§ **Records from a data source**:
● ● ● ● ● ● ●
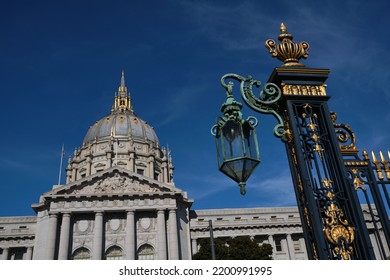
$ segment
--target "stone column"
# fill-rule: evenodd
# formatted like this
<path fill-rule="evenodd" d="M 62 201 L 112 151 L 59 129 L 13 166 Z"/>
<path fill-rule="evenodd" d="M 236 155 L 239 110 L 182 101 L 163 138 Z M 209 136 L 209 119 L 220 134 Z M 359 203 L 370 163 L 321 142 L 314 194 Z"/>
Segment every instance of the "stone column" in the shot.
<path fill-rule="evenodd" d="M 129 169 L 131 172 L 135 172 L 134 170 L 134 152 L 129 152 L 129 160 L 127 161 L 127 169 Z"/>
<path fill-rule="evenodd" d="M 125 243 L 126 259 L 135 259 L 135 222 L 134 211 L 128 211 L 126 217 L 126 243 Z"/>
<path fill-rule="evenodd" d="M 272 234 L 268 235 L 268 243 L 272 246 L 272 258 L 275 259 L 276 246 L 275 246 L 274 236 Z"/>
<path fill-rule="evenodd" d="M 33 247 L 27 247 L 27 253 L 24 257 L 25 260 L 32 260 Z"/>
<path fill-rule="evenodd" d="M 60 248 L 58 251 L 59 260 L 68 259 L 69 250 L 69 236 L 70 235 L 70 214 L 64 213 L 62 215 L 61 232 L 60 232 Z"/>
<path fill-rule="evenodd" d="M 87 170 L 86 170 L 86 172 L 85 172 L 85 176 L 89 176 L 89 175 L 91 175 L 91 154 L 88 154 L 87 156 L 86 156 L 86 167 L 87 167 Z"/>
<path fill-rule="evenodd" d="M 287 234 L 287 249 L 290 260 L 295 260 L 294 243 L 291 234 Z"/>
<path fill-rule="evenodd" d="M 166 162 L 163 162 L 162 164 L 161 164 L 161 181 L 163 182 L 163 183 L 167 183 L 168 182 L 168 180 L 167 180 L 167 174 L 168 174 L 168 170 L 167 170 L 167 163 Z"/>
<path fill-rule="evenodd" d="M 107 158 L 107 168 L 112 167 L 112 153 L 111 153 L 111 151 L 106 152 L 106 158 Z"/>
<path fill-rule="evenodd" d="M 154 156 L 150 156 L 148 161 L 149 161 L 149 166 L 148 166 L 149 177 L 154 179 Z"/>
<path fill-rule="evenodd" d="M 179 259 L 179 239 L 177 236 L 176 209 L 169 210 L 169 259 Z"/>
<path fill-rule="evenodd" d="M 165 211 L 157 210 L 157 256 L 159 260 L 167 259 L 167 231 Z"/>
<path fill-rule="evenodd" d="M 191 241 L 191 247 L 192 247 L 192 255 L 195 255 L 196 253 L 198 253 L 198 244 L 197 244 L 197 241 L 196 239 L 192 239 Z"/>
<path fill-rule="evenodd" d="M 54 260 L 57 237 L 57 214 L 49 214 L 49 227 L 46 239 L 46 259 Z"/>
<path fill-rule="evenodd" d="M 77 169 L 76 169 L 76 166 L 73 164 L 72 165 L 72 182 L 77 180 L 76 176 L 77 176 Z"/>
<path fill-rule="evenodd" d="M 8 252 L 9 252 L 9 248 L 3 248 L 3 254 L 1 255 L 1 259 L 2 260 L 8 260 Z"/>
<path fill-rule="evenodd" d="M 93 260 L 101 260 L 103 252 L 103 212 L 95 214 L 95 228 L 93 231 Z"/>

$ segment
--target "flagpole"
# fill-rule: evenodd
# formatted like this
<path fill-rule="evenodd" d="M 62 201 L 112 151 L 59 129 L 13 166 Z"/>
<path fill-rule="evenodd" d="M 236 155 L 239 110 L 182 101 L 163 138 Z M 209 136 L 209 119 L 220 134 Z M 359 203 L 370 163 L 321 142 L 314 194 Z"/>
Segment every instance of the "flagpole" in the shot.
<path fill-rule="evenodd" d="M 65 154 L 64 144 L 62 144 L 61 160 L 60 160 L 60 171 L 59 171 L 59 174 L 58 174 L 58 185 L 61 185 L 61 171 L 62 171 L 62 161 L 64 159 L 64 154 Z"/>

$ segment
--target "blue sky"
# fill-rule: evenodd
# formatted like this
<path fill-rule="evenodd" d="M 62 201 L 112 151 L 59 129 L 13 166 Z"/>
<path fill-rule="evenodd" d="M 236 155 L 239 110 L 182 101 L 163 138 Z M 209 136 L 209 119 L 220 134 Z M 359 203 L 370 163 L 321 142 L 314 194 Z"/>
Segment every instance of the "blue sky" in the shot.
<path fill-rule="evenodd" d="M 33 215 L 73 153 L 107 115 L 122 69 L 136 114 L 169 145 L 193 209 L 295 205 L 272 116 L 259 119 L 262 162 L 247 195 L 217 169 L 210 128 L 226 73 L 267 81 L 264 47 L 284 22 L 310 44 L 305 65 L 331 70 L 327 93 L 358 148 L 388 150 L 388 1 L 2 1 L 0 216 Z M 240 97 L 236 94 L 236 98 Z M 63 172 L 64 173 L 64 172 Z M 64 179 L 63 179 L 64 181 Z"/>

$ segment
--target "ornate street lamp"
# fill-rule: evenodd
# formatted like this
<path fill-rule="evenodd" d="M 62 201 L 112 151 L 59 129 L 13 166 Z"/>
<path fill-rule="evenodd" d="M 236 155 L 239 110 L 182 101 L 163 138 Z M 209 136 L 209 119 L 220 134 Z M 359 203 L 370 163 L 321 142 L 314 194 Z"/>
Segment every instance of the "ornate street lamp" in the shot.
<path fill-rule="evenodd" d="M 279 120 L 274 134 L 283 139 L 283 120 L 276 112 L 281 91 L 275 84 L 268 83 L 259 97 L 256 97 L 252 87 L 259 87 L 261 83 L 251 76 L 245 78 L 237 74 L 226 74 L 221 78 L 221 84 L 226 89 L 226 101 L 221 107 L 224 116 L 217 118 L 217 124 L 213 126 L 211 133 L 216 139 L 219 170 L 236 181 L 240 186 L 240 193 L 245 195 L 246 181 L 260 163 L 255 131 L 258 121 L 255 117 L 248 117 L 246 120 L 242 118 L 242 104 L 234 99 L 233 82 L 226 83 L 227 79 L 241 83 L 241 96 L 249 107 L 260 113 L 273 114 Z"/>
<path fill-rule="evenodd" d="M 217 118 L 211 133 L 216 139 L 219 170 L 236 181 L 240 193 L 245 195 L 246 181 L 260 163 L 255 131 L 257 119 L 242 119 L 242 104 L 234 99 L 231 85 L 226 90 L 227 99 L 221 107 L 224 116 Z"/>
● ● ● ● ● ● ●
§ **Assignment**: Every record must be duplicated exactly, except for the pictures, which are left out.

§ **Solution to this problem**:
$ segment
--target "stone column"
# fill-rule: evenodd
# formatted like this
<path fill-rule="evenodd" d="M 62 201 L 112 151 L 59 129 L 13 166 Z"/>
<path fill-rule="evenodd" d="M 236 155 L 239 110 L 182 101 L 163 138 Z M 209 136 L 209 119 L 220 134 Z M 359 203 L 370 163 L 321 142 L 314 194 Z"/>
Segment every instance of the "stone column" in the shot.
<path fill-rule="evenodd" d="M 129 169 L 131 172 L 135 172 L 134 170 L 134 152 L 129 152 L 129 160 L 127 161 L 127 169 Z"/>
<path fill-rule="evenodd" d="M 125 243 L 126 259 L 135 259 L 135 222 L 134 211 L 128 211 L 126 217 L 126 243 Z"/>
<path fill-rule="evenodd" d="M 272 234 L 268 235 L 268 243 L 272 246 L 272 258 L 275 259 L 276 246 L 275 246 L 274 236 Z"/>
<path fill-rule="evenodd" d="M 33 247 L 27 247 L 27 253 L 24 257 L 25 260 L 32 260 Z"/>
<path fill-rule="evenodd" d="M 60 248 L 58 251 L 59 260 L 68 259 L 69 250 L 69 236 L 70 235 L 70 214 L 64 213 L 62 215 L 61 232 L 60 232 Z"/>
<path fill-rule="evenodd" d="M 87 170 L 86 170 L 86 172 L 85 172 L 85 176 L 89 176 L 89 175 L 91 175 L 91 154 L 88 154 L 87 156 L 86 156 L 86 167 L 87 167 Z"/>
<path fill-rule="evenodd" d="M 287 234 L 287 249 L 290 260 L 295 260 L 294 243 L 291 234 Z"/>
<path fill-rule="evenodd" d="M 166 162 L 163 162 L 162 164 L 161 164 L 161 181 L 163 182 L 163 183 L 167 183 L 168 182 L 168 180 L 167 180 L 167 174 L 168 174 L 168 170 L 167 170 L 167 163 Z"/>
<path fill-rule="evenodd" d="M 107 158 L 107 168 L 112 167 L 112 153 L 111 153 L 111 151 L 106 152 L 106 158 Z"/>
<path fill-rule="evenodd" d="M 154 156 L 150 156 L 148 161 L 149 161 L 149 166 L 148 166 L 149 177 L 154 179 Z"/>
<path fill-rule="evenodd" d="M 179 259 L 179 239 L 177 236 L 176 209 L 169 210 L 169 259 Z"/>
<path fill-rule="evenodd" d="M 165 211 L 157 210 L 157 256 L 159 260 L 167 259 L 167 231 Z"/>
<path fill-rule="evenodd" d="M 191 241 L 191 247 L 192 247 L 192 255 L 195 255 L 196 253 L 198 253 L 198 244 L 197 244 L 197 241 L 196 239 L 192 239 Z"/>
<path fill-rule="evenodd" d="M 54 260 L 57 237 L 57 214 L 49 214 L 49 227 L 46 239 L 46 259 Z"/>
<path fill-rule="evenodd" d="M 77 169 L 76 169 L 76 166 L 73 164 L 72 165 L 72 182 L 77 180 L 76 176 L 77 176 Z"/>
<path fill-rule="evenodd" d="M 8 252 L 9 252 L 9 248 L 3 248 L 3 254 L 1 255 L 1 259 L 2 260 L 8 260 Z"/>
<path fill-rule="evenodd" d="M 93 260 L 101 260 L 103 252 L 103 212 L 95 214 L 95 228 L 93 231 Z"/>

$ segment
--target "flagpole"
# fill-rule: evenodd
# formatted like this
<path fill-rule="evenodd" d="M 62 201 L 112 151 L 59 129 L 13 166 Z"/>
<path fill-rule="evenodd" d="M 236 155 L 239 110 L 182 101 L 163 138 Z M 209 136 L 209 119 L 220 134 Z M 359 203 L 370 163 L 321 142 L 314 194 Z"/>
Segment every instance of the "flagpole" in the shot.
<path fill-rule="evenodd" d="M 65 154 L 64 144 L 62 144 L 61 160 L 60 160 L 60 171 L 59 171 L 59 174 L 58 174 L 58 185 L 61 185 L 61 171 L 62 171 L 62 161 L 64 159 L 64 154 Z"/>

$ segment
--target "blue sky"
# fill-rule: evenodd
# formatted like this
<path fill-rule="evenodd" d="M 62 201 L 112 151 L 59 129 L 13 166 Z"/>
<path fill-rule="evenodd" d="M 236 155 L 239 110 L 182 101 L 163 138 Z M 209 136 L 209 119 L 220 134 Z M 359 203 L 370 163 L 321 142 L 314 194 Z"/>
Segment every instance of the "blue sky" in the shot.
<path fill-rule="evenodd" d="M 33 215 L 73 153 L 107 115 L 122 69 L 136 114 L 169 145 L 193 209 L 295 205 L 272 116 L 259 119 L 262 162 L 247 195 L 217 169 L 210 128 L 226 73 L 267 81 L 264 47 L 284 22 L 310 44 L 305 65 L 331 70 L 327 93 L 358 148 L 388 150 L 388 1 L 2 1 L 0 216 Z M 240 97 L 236 94 L 236 98 Z M 63 172 L 64 173 L 64 172 Z M 64 179 L 63 179 L 64 181 Z"/>

$ segment
--target "ornate street lamp"
# fill-rule: evenodd
# formatted like this
<path fill-rule="evenodd" d="M 62 201 L 112 151 L 59 129 L 13 166 Z"/>
<path fill-rule="evenodd" d="M 236 155 L 239 110 L 182 101 L 163 138 Z M 209 136 L 209 119 L 220 134 Z M 359 203 L 370 163 L 321 142 L 314 194 Z"/>
Segment every instance of the "ornate street lamp" in the shot.
<path fill-rule="evenodd" d="M 279 120 L 274 134 L 283 139 L 283 120 L 276 112 L 281 91 L 275 84 L 268 83 L 259 97 L 256 97 L 252 87 L 259 87 L 261 83 L 251 76 L 245 78 L 237 74 L 226 74 L 221 78 L 221 84 L 226 89 L 226 101 L 221 107 L 224 116 L 217 118 L 217 124 L 213 126 L 211 133 L 216 139 L 219 170 L 236 181 L 240 186 L 240 193 L 245 195 L 246 181 L 260 163 L 255 131 L 258 121 L 255 117 L 248 117 L 246 120 L 242 118 L 242 104 L 234 99 L 233 82 L 226 83 L 227 79 L 241 83 L 241 96 L 249 107 L 260 113 L 273 114 Z"/>
<path fill-rule="evenodd" d="M 217 118 L 211 133 L 216 139 L 219 170 L 236 181 L 240 193 L 245 195 L 246 181 L 260 163 L 255 131 L 257 119 L 242 119 L 242 104 L 234 99 L 231 85 L 226 90 L 227 99 L 221 107 L 224 116 Z"/>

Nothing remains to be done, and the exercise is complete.